Exercise requirements:
Whichever lines of the entries hold the word "glare" should be identified and copied.

--- Record extracts ---

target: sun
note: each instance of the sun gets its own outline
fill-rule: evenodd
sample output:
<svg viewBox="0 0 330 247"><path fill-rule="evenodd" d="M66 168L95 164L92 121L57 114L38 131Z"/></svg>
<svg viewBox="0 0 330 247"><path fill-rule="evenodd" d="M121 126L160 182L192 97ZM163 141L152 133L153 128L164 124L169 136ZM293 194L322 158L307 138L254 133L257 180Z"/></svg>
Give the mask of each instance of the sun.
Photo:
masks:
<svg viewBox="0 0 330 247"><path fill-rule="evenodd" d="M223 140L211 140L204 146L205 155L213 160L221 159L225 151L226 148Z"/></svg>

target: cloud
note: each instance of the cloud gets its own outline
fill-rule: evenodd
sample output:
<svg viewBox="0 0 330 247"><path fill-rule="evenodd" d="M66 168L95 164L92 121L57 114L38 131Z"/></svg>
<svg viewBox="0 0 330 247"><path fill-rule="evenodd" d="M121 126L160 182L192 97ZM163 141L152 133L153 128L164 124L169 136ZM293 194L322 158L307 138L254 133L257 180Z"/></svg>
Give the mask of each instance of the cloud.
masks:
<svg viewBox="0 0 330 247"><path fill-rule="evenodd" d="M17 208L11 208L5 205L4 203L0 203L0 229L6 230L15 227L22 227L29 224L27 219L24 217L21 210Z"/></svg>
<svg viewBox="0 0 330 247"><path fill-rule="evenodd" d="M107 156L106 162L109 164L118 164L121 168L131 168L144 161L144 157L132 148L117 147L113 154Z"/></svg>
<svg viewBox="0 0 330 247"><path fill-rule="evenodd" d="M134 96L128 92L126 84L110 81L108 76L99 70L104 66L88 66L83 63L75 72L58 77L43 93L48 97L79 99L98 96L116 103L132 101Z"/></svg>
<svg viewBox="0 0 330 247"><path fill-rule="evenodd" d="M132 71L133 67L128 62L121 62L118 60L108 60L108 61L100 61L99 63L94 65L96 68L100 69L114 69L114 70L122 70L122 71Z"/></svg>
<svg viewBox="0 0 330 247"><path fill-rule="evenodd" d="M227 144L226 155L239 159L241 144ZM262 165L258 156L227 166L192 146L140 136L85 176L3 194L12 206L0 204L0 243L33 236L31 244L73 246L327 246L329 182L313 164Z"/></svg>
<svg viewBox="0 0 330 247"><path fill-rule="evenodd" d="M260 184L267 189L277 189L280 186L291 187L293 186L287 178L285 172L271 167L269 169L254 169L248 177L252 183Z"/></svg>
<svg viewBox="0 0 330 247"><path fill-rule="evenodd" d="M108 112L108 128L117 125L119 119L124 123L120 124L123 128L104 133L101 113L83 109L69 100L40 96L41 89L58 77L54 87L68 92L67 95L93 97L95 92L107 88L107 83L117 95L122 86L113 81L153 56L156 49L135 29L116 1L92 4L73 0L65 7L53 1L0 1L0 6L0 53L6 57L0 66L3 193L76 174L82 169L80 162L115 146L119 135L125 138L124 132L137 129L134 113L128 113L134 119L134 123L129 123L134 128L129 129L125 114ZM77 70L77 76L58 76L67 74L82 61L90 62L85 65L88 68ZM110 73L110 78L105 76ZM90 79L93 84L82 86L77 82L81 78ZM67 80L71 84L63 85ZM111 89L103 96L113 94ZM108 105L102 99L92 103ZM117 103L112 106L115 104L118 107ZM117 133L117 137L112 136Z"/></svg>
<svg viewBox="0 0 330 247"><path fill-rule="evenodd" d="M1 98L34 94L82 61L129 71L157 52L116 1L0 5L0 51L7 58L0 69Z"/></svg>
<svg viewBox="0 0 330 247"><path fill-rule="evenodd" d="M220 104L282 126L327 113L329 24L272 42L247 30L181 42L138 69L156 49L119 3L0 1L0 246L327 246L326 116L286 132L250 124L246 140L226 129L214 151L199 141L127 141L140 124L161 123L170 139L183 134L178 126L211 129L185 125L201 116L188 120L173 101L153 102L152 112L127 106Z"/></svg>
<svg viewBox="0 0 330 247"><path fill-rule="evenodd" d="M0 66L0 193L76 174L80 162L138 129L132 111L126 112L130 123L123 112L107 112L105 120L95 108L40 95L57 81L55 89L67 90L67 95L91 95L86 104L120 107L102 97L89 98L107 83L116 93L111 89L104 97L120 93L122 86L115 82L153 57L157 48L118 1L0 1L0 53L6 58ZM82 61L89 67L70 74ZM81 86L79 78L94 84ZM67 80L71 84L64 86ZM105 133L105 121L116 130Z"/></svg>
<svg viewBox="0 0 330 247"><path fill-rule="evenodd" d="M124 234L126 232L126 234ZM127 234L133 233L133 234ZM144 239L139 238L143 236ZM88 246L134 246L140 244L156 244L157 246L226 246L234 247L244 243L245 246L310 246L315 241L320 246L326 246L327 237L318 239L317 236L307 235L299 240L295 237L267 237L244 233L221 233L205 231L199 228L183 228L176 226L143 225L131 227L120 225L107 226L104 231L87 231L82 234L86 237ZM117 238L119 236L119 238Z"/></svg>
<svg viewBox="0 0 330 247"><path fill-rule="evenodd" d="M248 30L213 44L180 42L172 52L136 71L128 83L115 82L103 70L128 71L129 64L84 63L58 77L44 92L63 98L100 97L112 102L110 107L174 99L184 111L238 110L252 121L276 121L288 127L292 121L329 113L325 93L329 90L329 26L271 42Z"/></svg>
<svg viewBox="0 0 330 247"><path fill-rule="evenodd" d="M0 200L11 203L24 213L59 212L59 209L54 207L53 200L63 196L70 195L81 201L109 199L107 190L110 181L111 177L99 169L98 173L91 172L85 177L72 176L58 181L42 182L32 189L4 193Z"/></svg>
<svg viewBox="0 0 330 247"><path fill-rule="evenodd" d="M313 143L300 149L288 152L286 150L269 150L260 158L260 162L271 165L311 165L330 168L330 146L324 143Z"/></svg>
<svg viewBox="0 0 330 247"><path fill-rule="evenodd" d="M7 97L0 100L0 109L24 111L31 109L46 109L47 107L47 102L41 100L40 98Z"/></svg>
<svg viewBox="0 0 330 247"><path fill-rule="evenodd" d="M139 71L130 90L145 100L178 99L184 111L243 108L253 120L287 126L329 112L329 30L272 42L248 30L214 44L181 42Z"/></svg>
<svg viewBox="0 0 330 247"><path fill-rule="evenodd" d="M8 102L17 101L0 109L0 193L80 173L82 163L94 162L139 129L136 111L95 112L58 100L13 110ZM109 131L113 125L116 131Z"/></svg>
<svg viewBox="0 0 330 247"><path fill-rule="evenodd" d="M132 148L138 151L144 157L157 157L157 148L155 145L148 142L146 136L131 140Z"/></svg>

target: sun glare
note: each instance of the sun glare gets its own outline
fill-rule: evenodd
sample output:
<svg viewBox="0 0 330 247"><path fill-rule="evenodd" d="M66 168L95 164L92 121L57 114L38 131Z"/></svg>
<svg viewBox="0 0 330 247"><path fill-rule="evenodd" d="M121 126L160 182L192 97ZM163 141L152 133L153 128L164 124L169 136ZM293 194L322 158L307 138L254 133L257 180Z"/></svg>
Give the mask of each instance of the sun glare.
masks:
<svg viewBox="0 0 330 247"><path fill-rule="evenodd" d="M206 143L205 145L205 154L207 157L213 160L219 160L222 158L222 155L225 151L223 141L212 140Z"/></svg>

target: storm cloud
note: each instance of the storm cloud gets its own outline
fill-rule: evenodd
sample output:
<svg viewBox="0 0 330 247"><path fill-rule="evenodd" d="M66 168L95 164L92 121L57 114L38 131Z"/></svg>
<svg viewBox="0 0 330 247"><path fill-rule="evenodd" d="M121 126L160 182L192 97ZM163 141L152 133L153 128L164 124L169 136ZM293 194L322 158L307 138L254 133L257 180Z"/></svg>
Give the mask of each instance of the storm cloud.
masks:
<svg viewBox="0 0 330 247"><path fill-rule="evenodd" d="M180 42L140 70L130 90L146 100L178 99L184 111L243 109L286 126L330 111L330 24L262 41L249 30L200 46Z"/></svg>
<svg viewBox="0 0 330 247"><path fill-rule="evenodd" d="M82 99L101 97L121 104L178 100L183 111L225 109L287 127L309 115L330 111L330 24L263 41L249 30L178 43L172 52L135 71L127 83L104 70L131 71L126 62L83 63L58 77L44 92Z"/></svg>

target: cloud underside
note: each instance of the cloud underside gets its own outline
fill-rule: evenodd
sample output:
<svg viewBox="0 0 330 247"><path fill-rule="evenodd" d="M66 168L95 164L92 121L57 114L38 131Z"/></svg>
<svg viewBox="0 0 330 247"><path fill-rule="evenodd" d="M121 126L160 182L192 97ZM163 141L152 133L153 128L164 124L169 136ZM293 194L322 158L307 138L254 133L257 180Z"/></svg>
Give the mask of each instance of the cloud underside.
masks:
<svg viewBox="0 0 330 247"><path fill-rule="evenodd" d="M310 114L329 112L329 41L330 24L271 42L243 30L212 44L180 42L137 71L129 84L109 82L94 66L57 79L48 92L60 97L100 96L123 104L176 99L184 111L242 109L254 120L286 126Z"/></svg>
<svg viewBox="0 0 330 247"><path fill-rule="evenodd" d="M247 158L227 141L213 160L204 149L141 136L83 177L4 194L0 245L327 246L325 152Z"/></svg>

---

Task answer:
target: sun glare
note: each instance of the sun glare gets its own outline
Give the mask of each instance of the sun glare.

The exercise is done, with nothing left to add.